Quote the full listing word for word.

╭──

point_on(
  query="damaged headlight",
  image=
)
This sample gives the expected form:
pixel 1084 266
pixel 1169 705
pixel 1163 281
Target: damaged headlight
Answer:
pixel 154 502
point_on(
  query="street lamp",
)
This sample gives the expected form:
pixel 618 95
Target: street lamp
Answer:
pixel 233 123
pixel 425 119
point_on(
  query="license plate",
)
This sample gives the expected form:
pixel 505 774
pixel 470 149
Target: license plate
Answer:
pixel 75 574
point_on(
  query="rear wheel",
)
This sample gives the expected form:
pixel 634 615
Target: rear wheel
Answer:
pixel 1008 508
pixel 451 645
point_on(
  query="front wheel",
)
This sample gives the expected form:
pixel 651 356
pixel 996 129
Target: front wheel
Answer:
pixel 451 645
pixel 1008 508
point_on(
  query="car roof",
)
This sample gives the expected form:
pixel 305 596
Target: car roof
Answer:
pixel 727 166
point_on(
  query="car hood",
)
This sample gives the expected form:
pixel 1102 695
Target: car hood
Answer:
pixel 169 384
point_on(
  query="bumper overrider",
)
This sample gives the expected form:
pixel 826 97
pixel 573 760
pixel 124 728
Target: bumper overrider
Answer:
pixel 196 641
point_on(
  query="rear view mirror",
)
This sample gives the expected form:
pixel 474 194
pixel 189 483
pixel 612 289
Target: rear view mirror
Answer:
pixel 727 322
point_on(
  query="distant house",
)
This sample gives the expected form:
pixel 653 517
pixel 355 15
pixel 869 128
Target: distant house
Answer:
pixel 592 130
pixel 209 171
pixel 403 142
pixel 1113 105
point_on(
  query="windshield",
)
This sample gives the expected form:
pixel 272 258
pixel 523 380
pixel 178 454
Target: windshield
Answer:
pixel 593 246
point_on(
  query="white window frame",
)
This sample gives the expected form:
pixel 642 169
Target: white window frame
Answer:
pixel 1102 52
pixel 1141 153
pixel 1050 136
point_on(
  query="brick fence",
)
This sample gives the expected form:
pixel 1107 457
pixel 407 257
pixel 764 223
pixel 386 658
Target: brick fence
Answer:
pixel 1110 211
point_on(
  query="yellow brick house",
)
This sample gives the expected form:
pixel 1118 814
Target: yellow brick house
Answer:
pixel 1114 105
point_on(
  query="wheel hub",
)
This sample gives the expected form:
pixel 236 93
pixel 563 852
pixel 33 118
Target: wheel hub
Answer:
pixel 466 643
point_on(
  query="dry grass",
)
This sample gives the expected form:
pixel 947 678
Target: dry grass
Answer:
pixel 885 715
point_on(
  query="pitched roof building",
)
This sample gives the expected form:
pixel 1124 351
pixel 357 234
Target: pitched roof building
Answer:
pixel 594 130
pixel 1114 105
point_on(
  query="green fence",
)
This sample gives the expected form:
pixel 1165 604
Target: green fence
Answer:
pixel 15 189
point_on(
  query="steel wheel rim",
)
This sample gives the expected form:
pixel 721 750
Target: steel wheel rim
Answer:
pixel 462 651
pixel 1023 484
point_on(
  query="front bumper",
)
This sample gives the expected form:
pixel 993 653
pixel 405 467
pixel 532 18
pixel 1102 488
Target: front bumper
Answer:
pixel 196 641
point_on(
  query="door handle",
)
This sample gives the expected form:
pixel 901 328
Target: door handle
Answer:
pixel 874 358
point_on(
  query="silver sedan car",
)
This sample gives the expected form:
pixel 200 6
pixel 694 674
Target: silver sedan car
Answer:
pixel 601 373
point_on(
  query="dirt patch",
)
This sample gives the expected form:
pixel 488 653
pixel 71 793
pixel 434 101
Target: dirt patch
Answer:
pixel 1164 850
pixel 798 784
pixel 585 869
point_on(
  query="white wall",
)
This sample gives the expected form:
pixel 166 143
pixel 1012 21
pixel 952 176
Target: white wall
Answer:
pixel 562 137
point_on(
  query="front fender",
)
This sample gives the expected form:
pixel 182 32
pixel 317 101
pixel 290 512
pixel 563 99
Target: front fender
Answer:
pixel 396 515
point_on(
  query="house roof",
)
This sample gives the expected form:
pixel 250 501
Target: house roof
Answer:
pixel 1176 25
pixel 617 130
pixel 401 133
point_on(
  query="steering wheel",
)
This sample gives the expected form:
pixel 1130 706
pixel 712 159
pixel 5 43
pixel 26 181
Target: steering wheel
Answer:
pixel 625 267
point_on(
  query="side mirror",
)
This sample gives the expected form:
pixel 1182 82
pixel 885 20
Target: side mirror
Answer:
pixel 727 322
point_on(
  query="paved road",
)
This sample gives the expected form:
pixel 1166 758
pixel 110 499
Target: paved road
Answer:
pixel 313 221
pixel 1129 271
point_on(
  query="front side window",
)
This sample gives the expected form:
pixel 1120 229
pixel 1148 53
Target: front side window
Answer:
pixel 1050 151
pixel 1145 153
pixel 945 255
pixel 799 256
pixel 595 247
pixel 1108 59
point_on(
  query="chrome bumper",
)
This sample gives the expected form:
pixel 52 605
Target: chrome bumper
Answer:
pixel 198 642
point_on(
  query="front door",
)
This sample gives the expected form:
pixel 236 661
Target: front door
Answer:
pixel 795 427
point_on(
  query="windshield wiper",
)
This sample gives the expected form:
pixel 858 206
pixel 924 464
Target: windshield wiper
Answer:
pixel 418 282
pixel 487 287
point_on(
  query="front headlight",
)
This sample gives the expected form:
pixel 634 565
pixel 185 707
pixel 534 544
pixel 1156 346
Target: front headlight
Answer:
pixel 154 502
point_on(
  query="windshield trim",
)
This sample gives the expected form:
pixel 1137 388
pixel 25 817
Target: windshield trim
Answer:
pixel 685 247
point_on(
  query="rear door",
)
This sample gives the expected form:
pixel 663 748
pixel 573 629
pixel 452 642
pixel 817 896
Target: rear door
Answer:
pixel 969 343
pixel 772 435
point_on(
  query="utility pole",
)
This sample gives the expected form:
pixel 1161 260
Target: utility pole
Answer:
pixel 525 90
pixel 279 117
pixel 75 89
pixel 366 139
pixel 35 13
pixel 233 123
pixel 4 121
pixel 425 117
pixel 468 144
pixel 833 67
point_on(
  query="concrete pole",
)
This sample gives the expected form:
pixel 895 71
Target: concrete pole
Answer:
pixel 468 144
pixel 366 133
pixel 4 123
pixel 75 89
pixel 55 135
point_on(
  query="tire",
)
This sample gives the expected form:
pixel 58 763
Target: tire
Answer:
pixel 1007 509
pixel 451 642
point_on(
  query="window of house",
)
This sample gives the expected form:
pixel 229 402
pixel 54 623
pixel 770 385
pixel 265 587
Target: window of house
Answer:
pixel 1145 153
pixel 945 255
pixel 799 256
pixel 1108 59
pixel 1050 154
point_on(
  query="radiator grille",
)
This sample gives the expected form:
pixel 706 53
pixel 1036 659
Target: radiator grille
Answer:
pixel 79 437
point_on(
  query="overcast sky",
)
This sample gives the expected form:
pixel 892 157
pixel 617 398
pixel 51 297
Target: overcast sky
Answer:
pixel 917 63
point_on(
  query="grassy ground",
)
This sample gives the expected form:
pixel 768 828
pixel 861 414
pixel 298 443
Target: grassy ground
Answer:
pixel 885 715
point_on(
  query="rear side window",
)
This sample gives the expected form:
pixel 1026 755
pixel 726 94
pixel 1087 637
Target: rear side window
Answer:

╰──

_EXERCISE ANSWER:_
point_on(
  query="damaged headlight",
  image=
)
This sample gives the expected form:
pixel 1084 266
pixel 1169 705
pixel 1163 281
Target: damaged headlight
Answer:
pixel 154 502
point_on(
  query="street lamp",
)
This sample gives the expected form:
pixel 618 95
Target: street lamp
Answer:
pixel 233 123
pixel 425 119
point_on(
  query="license plate",
)
This sample gives the expected form:
pixel 505 774
pixel 470 149
Target: license plate
Answer:
pixel 75 574
point_on(
  query="rear wheel",
)
This sample gives the expected form:
pixel 634 615
Target: rear wheel
Answer:
pixel 1008 508
pixel 451 645
point_on(
  query="front wheel",
)
This sample gives the expected form:
pixel 651 356
pixel 996 129
Target: front wheel
Answer:
pixel 451 645
pixel 1008 508
point_on(
  query="car roof",
)
This sample gives the expected form:
pixel 305 596
Target: car roof
Answer:
pixel 727 166
point_on(
  query="car hood",
)
This sample gives the expected form:
pixel 1102 695
Target: car hood
Answer:
pixel 169 384
point_on(
  query="bumper overrider",
)
This sample gives the expected form:
pixel 826 97
pixel 573 760
pixel 124 728
Target: bumper overrider
Answer:
pixel 196 641
point_on(
  query="rear view mirror",
)
This sample gives the expected form:
pixel 474 194
pixel 189 483
pixel 612 289
Target: rear view mirror
Answer:
pixel 727 322
point_on(
  query="distant house",
)
This sample gives the expected form:
pixel 653 517
pixel 355 15
pixel 869 128
Target: distant house
Answer:
pixel 592 130
pixel 209 171
pixel 403 142
pixel 1113 105
point_on(
  query="windshield",
)
This sample gives the expected form:
pixel 272 258
pixel 523 380
pixel 178 454
Target: windshield
Answer:
pixel 593 246
point_on(
  query="white window frame",
)
This sample gives the expected form:
pixel 642 169
Target: white window frame
Answer:
pixel 1102 52
pixel 1141 153
pixel 1050 136
point_on(
  query="brick fence",
)
This sample gives the expected form:
pixel 1107 457
pixel 407 257
pixel 764 223
pixel 386 658
Target: brick fence
Answer:
pixel 1110 211
point_on(
  query="yellow brick house",
)
This sample gives the expected form:
pixel 1118 814
Target: yellow brick house
Answer:
pixel 1114 105
point_on(
  query="wheel hub",
)
This sample gives the expected form:
pixel 236 93
pixel 563 852
pixel 33 118
Target: wheel hub
Answer:
pixel 466 643
point_on(
  query="dry grass",
)
This sample gives the expected form:
pixel 947 678
Target: dry grass
Answer:
pixel 885 715
point_on(
  query="pitched roof building",
)
This sample gives the expected form:
pixel 1124 351
pixel 357 234
Target: pitched roof building
Answer:
pixel 594 130
pixel 1114 105
point_on(
  query="green fence",
)
This sample gives the expected form:
pixel 1165 604
Target: green fence
Answer:
pixel 15 189
point_on(
  query="steel wheel rim",
)
This sample gives the expected form:
pixel 721 750
Target: steel wheel rim
Answer:
pixel 462 651
pixel 1023 484
point_on(
  query="front bumper",
)
This sample gives the expected form:
pixel 993 653
pixel 405 467
pixel 532 18
pixel 1102 488
Target: front bumper
Answer:
pixel 196 641
point_on(
  query="door handle",
)
This sample gives the expected form:
pixel 901 328
Target: door handle
Answer:
pixel 874 358
point_on(
  query="silver sedan car",
)
This sample gives the expected form:
pixel 200 6
pixel 694 674
Target: silver sedan car
Answer:
pixel 601 373
point_on(
  query="dirt patch",
)
This sample gives the expected form:
pixel 488 653
pixel 71 793
pixel 434 101
Target: dirt patch
Answer:
pixel 1164 850
pixel 798 784
pixel 585 869
point_on(
  query="white wall",
)
This sample gives the expected form:
pixel 166 143
pixel 1012 21
pixel 952 176
Target: white wall
Answer:
pixel 562 137
point_on(
  query="front fender",
)
This sample gives the expected form:
pixel 182 32
pixel 317 101
pixel 290 512
pixel 563 99
Target: front fender
Answer:
pixel 396 515
point_on(
  query="house roof",
)
This sample gives the expected form:
pixel 250 501
Target: house roof
Answer:
pixel 1176 25
pixel 617 130
pixel 401 133
point_on(
  query="steering wheel",
)
This sample gives the expected form:
pixel 1130 706
pixel 712 159
pixel 5 43
pixel 26 181
Target: steering wheel
Answer:
pixel 625 267
point_on(
  query="side mirror",
)
This sample gives the expected form:
pixel 1182 82
pixel 885 20
Target: side mirror
Answer:
pixel 727 322
point_on(
  query="paved road",
)
This sample gives the expected form:
pixel 1166 758
pixel 110 499
Target: paved road
Answer:
pixel 313 221
pixel 1129 271
point_on(
  query="front side window",
)
This sample gives the expected form:
pixel 1120 229
pixel 1148 53
Target: front side window
Answer:
pixel 1050 151
pixel 1145 153
pixel 945 255
pixel 799 256
pixel 595 247
pixel 1108 59
point_on(
  query="chrome bumper",
)
This sample gives the expected form:
pixel 52 605
Target: chrome bumper
Answer:
pixel 198 642
point_on(
  query="front door",
)
This sample gives the expected form:
pixel 236 661
Target: front door
Answer:
pixel 795 427
point_on(
  query="windshield wiper",
)
This sample gives the expected form:
pixel 858 206
pixel 924 464
Target: windshield wiper
Answer:
pixel 418 282
pixel 487 287
point_on(
  query="front headlight",
)
This sample gives the expected form:
pixel 634 565
pixel 185 707
pixel 534 544
pixel 1156 346
Target: front headlight
Answer:
pixel 154 502
point_on(
  query="windshield trim",
)
This sample gives the expected form:
pixel 1137 388
pixel 25 817
Target: windshield trim
Answer:
pixel 685 247
point_on(
  query="rear door",
)
This sample gives the expected form:
pixel 663 748
pixel 573 629
pixel 452 642
pixel 817 896
Target: rear door
Answer:
pixel 969 343
pixel 772 435
point_on(
  query="utility pole",
)
This sample gives the expected form:
pixel 1161 260
Target: utility pole
Answer:
pixel 525 90
pixel 279 117
pixel 75 89
pixel 366 139
pixel 35 13
pixel 233 123
pixel 4 121
pixel 425 117
pixel 468 144
pixel 833 67
point_on(
  query="concrete pole",
)
This sample gives the expected form:
pixel 895 71
Target: concrete pole
Answer:
pixel 468 144
pixel 366 133
pixel 4 123
pixel 75 89
pixel 55 135
point_on(
  query="tire",
)
This sample gives the expected form:
pixel 58 763
Target: tire
Answer:
pixel 1007 509
pixel 451 642
point_on(
  query="window of house",
)
This sample gives the expected form:
pixel 229 402
pixel 54 623
pixel 770 385
pixel 265 587
Target: window of house
Answer:
pixel 1145 153
pixel 945 255
pixel 799 256
pixel 1108 59
pixel 1050 154
point_on(
  query="radiator grille",
)
This sample gives the expected form:
pixel 706 53
pixel 1036 659
Target: radiator grille
Answer:
pixel 79 437
point_on(
  query="overcast sky",
)
This sample gives the expected form:
pixel 892 157
pixel 617 398
pixel 51 297
Target: overcast sky
Answer:
pixel 917 63
point_on(
  query="grassy ground",
)
This sample gives the expected form:
pixel 768 828
pixel 861 414
pixel 298 443
Target: grassy ground
Answer:
pixel 885 715
point_on(
  query="rear side window",
)
This sample gives the expected form:
pixel 1026 755
pixel 726 94
pixel 1087 637
Target: rear side window
Answer:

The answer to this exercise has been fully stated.